EXERCISE DETAILS :: Transcribe every record exactly.

[Items from a dataset]
»»

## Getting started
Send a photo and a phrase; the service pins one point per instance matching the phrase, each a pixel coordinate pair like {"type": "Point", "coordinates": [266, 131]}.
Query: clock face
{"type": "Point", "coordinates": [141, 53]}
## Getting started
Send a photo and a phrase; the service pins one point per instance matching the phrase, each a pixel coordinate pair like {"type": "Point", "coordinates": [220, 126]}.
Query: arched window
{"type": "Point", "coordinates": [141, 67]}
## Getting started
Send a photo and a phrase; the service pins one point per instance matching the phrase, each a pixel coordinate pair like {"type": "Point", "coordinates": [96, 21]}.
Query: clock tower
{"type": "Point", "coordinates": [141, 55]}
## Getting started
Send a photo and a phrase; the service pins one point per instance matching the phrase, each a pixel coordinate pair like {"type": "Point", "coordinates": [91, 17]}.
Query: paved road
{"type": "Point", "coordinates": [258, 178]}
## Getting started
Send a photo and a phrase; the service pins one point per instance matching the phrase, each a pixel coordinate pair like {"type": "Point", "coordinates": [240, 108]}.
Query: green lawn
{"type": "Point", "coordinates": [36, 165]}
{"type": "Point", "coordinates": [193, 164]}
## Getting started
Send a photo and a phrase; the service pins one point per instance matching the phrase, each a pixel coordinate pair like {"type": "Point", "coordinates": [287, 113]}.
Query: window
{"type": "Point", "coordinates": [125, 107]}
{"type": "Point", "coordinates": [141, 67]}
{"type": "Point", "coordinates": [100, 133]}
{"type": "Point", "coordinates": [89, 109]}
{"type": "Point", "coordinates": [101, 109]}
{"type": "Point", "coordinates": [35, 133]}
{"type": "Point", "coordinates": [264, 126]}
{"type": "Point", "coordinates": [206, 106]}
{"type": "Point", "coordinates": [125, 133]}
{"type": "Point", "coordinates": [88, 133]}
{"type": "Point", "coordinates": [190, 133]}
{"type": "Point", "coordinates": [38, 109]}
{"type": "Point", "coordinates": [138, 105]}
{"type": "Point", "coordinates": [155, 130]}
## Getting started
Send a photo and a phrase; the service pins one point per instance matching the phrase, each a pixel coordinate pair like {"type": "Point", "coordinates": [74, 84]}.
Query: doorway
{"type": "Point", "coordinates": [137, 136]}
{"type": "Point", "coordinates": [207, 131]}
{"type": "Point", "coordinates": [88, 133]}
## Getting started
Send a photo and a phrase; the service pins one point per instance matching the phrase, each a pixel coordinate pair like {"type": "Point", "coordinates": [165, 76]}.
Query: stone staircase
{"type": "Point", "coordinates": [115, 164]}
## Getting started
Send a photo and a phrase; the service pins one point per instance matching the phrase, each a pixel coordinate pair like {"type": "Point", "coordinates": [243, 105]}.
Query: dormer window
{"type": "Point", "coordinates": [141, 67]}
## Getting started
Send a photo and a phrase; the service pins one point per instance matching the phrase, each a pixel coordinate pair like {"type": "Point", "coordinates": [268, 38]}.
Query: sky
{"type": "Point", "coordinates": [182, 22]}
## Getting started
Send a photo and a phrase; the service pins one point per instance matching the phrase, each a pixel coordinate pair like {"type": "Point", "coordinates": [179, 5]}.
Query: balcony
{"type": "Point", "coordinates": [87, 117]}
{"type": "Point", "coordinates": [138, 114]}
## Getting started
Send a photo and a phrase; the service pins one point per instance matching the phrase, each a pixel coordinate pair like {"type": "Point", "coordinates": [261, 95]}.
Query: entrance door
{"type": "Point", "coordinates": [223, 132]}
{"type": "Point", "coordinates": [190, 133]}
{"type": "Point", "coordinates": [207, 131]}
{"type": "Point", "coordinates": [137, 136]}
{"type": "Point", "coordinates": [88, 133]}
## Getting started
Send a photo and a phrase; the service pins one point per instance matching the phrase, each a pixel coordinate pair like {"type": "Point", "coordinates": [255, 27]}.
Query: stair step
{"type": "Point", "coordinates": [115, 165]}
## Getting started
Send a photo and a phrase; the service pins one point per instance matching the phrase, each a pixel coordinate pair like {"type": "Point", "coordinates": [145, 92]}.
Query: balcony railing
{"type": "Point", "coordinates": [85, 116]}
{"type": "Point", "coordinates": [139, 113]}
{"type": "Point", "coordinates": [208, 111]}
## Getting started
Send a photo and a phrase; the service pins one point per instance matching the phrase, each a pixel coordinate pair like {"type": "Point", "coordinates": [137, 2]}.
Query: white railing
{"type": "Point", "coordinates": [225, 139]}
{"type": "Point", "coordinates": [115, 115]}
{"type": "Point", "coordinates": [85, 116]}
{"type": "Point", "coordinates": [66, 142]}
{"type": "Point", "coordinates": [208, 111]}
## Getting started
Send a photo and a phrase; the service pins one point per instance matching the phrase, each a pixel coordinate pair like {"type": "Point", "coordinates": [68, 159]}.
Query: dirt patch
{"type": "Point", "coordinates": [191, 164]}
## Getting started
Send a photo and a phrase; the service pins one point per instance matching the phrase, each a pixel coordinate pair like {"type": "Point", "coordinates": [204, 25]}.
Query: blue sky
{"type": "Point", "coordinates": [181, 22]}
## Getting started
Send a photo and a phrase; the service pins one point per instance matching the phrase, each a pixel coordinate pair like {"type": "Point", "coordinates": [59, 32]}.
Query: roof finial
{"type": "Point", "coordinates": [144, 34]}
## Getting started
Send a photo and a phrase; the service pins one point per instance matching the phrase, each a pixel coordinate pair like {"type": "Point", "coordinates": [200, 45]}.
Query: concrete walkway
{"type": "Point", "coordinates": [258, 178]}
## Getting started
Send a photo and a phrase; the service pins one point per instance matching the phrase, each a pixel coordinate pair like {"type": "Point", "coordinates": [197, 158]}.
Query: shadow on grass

««

OUTPUT FOR THIS EXERCISE ::
## Getting started
Send a photo and a phrase; the service pins one point per instance matching the phrase, each a pixel coordinate pair like {"type": "Point", "coordinates": [266, 131]}.
Query: clock face
{"type": "Point", "coordinates": [141, 53]}
## Getting started
Send a photo and a phrase; the service pins one point per instance matching the phrase, each a pixel coordinate pair like {"type": "Point", "coordinates": [220, 126]}.
Query: arched window
{"type": "Point", "coordinates": [141, 67]}
## Getting started
Send a photo and a phrase; the service pins one point per instance matching the phrase, each a pixel coordinate pair like {"type": "Point", "coordinates": [96, 21]}.
Query: clock tower
{"type": "Point", "coordinates": [141, 55]}
## Getting started
Send a photo and a phrase; the service pins one point per instance matching the phrase, each a pixel coordinate pair like {"type": "Point", "coordinates": [91, 17]}.
Query: paved road
{"type": "Point", "coordinates": [258, 178]}
## Getting started
Send a photo and a phrase; the service pins one point per instance matching the phrase, each a pixel coordinate pair like {"type": "Point", "coordinates": [240, 108]}.
Query: green lawn
{"type": "Point", "coordinates": [36, 165]}
{"type": "Point", "coordinates": [193, 164]}
## Getting started
Send a photo and a phrase; the service pins one point per instance matching the phrase, each a pixel coordinate pair like {"type": "Point", "coordinates": [287, 113]}.
Query: window
{"type": "Point", "coordinates": [125, 107]}
{"type": "Point", "coordinates": [141, 67]}
{"type": "Point", "coordinates": [100, 133]}
{"type": "Point", "coordinates": [89, 109]}
{"type": "Point", "coordinates": [101, 109]}
{"type": "Point", "coordinates": [35, 133]}
{"type": "Point", "coordinates": [264, 126]}
{"type": "Point", "coordinates": [206, 106]}
{"type": "Point", "coordinates": [125, 133]}
{"type": "Point", "coordinates": [88, 133]}
{"type": "Point", "coordinates": [190, 133]}
{"type": "Point", "coordinates": [38, 109]}
{"type": "Point", "coordinates": [138, 105]}
{"type": "Point", "coordinates": [155, 130]}
## Getting started
Send a photo and a phrase; the service pins one point per instance matching the phrase, each a pixel coordinate pair like {"type": "Point", "coordinates": [74, 84]}.
Query: doorway
{"type": "Point", "coordinates": [137, 136]}
{"type": "Point", "coordinates": [207, 131]}
{"type": "Point", "coordinates": [88, 133]}
## Getting started
Send a photo and a phrase; the service pins one point per instance matching the phrase, each a pixel coordinate pair like {"type": "Point", "coordinates": [165, 76]}.
Query: stone staircase
{"type": "Point", "coordinates": [115, 164]}
## Getting started
Send a photo and a phrase; the service pins one point per instance matching the phrase, each a pixel coordinate pair like {"type": "Point", "coordinates": [243, 105]}.
Query: dormer window
{"type": "Point", "coordinates": [141, 67]}
## Getting started
Send a photo and a phrase; the service pins one point per instance matching the phrase, each a pixel coordinate pair like {"type": "Point", "coordinates": [268, 38]}.
Query: sky
{"type": "Point", "coordinates": [182, 22]}
## Getting started
Send a photo and a phrase; the service pins one point per instance matching the phrase, each a pixel coordinate pair like {"type": "Point", "coordinates": [179, 5]}.
Query: balcony
{"type": "Point", "coordinates": [87, 117]}
{"type": "Point", "coordinates": [138, 114]}
## Getting started
Send a photo and a phrase; the service pins one point per instance matching the phrase, each a pixel coordinate pair like {"type": "Point", "coordinates": [261, 95]}.
Query: entrance door
{"type": "Point", "coordinates": [223, 132]}
{"type": "Point", "coordinates": [190, 133]}
{"type": "Point", "coordinates": [207, 131]}
{"type": "Point", "coordinates": [137, 136]}
{"type": "Point", "coordinates": [88, 133]}
## Getting started
Send a photo and a phrase; the service pins one point per instance matching the phrase, each a pixel coordinate pair like {"type": "Point", "coordinates": [255, 27]}.
Query: stair step
{"type": "Point", "coordinates": [115, 165]}
## Getting started
Send a photo and a phrase; the service pins one point per instance matching the phrase, each a pixel coordinate pair like {"type": "Point", "coordinates": [145, 92]}.
Query: balcony railing
{"type": "Point", "coordinates": [85, 116]}
{"type": "Point", "coordinates": [139, 113]}
{"type": "Point", "coordinates": [208, 111]}
## Getting started
Send a photo and a phrase; the service pins one point per instance matching the phrase, each a pixel coordinate pair like {"type": "Point", "coordinates": [137, 2]}.
Query: white railing
{"type": "Point", "coordinates": [225, 139]}
{"type": "Point", "coordinates": [115, 115]}
{"type": "Point", "coordinates": [85, 116]}
{"type": "Point", "coordinates": [66, 142]}
{"type": "Point", "coordinates": [208, 111]}
## Getting started
Send a photo and a phrase; the service pins one point per instance matching the phrase, each a pixel coordinate pair like {"type": "Point", "coordinates": [68, 159]}.
Query: dirt patch
{"type": "Point", "coordinates": [191, 164]}
## Getting started
Send a photo and a phrase; the service pins one point per instance matching the phrase, each a pixel coordinate pair like {"type": "Point", "coordinates": [204, 25]}.
Query: blue sky
{"type": "Point", "coordinates": [181, 22]}
## Getting started
Send a photo and a phrase; the service pins one point per instance matching the phrase, each a pixel coordinate pair like {"type": "Point", "coordinates": [59, 32]}.
Query: roof finial
{"type": "Point", "coordinates": [144, 34]}
## Getting started
Send a photo and a phrase; the service pins one point per instance matching the phrase, each a pixel coordinate pair like {"type": "Point", "coordinates": [200, 45]}.
Query: concrete walkway
{"type": "Point", "coordinates": [258, 178]}
## Getting started
Send a photo and a phrase; the service pins one point per instance matching the phrase, each a pixel coordinate pair like {"type": "Point", "coordinates": [197, 158]}.
Query: shadow on grass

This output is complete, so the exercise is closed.